10 Tips Judging Marketing Awards Allow Me to Teach Brands

I’m judging marketing awards during the dog days of August, with steaming heat in New York City. It’s been a challenge this week choosing which campaigns will win recognition on Oct. 7 in Las Vegas. Earning my vote takes some doing. Here’s how marketers did it.

Judging marketing awards

I’m judging marketing awards during the dog days of August, with steaming heat in New York City. There’s no better time than now to gather 100 or more data-driven marketing storytellers, strategists and creatives to judge this year’s Data and Marketing Association’s International ECHO Awards. (DMA is now a division of Association of National Advertisers).

It’s been a challenge this week choosing which campaigns will win recognition on Oct. 7 in Las Vegas. Earning my vote takes some doing.

Why?

1. Measurement Matters. Great creativity abounds. Yet, what matters to most CMOs is defining what business objective is achieved or surpassed through any campaign. If strategy and creative are stellar, but results toward an objective are nebulous or not addressed at all, then I’m going to discount the campaign’s overall score.

● GOAL 1:
Answer these questions about the marketing awards piece:
(a) On what date and in what city will the winning campaigns be recognized?
(b) Which association's awards is the writer judging?
(c) What does the writer do to a campaign's overall score when its results toward an objective are nebulous or not addressed?
The text and the records have no connection to each other.

Entries drawn from a collection

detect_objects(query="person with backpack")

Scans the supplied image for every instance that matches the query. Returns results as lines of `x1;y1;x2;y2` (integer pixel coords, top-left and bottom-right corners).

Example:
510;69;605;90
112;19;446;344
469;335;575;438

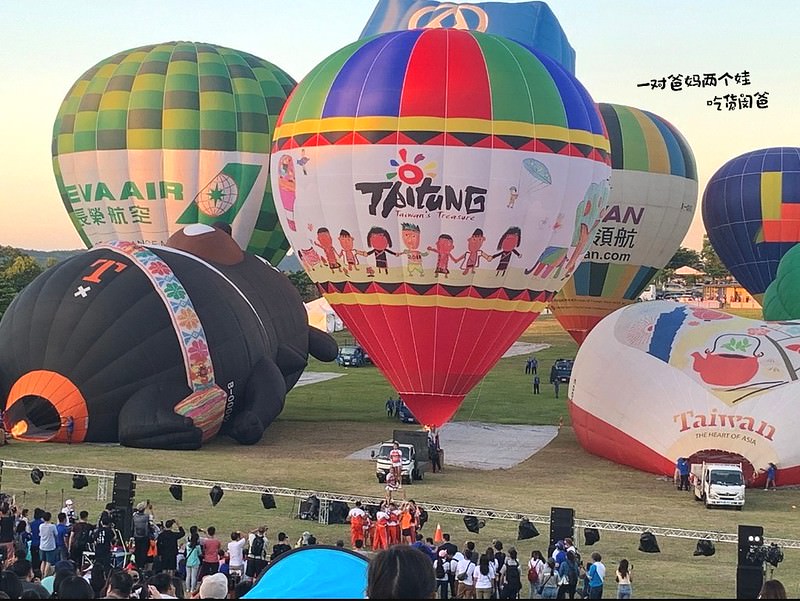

● GOAL 2:
Show every line of the records that contains the string "query".

● TASK ANSWER 1:
(a) Oct. 7, in Las Vegas.
(b) The Data and Marketing Association's International ECHO Awards.
(c) The writer discounts the campaign's overall score.

● TASK ANSWER 2:
detect_objects(query="person with backpack")
Scans the supplied image for every instance that matches the query. Returns results as lines of `x1;y1;x2;y2` (integer pixel coords, top-left and bottom-right corners).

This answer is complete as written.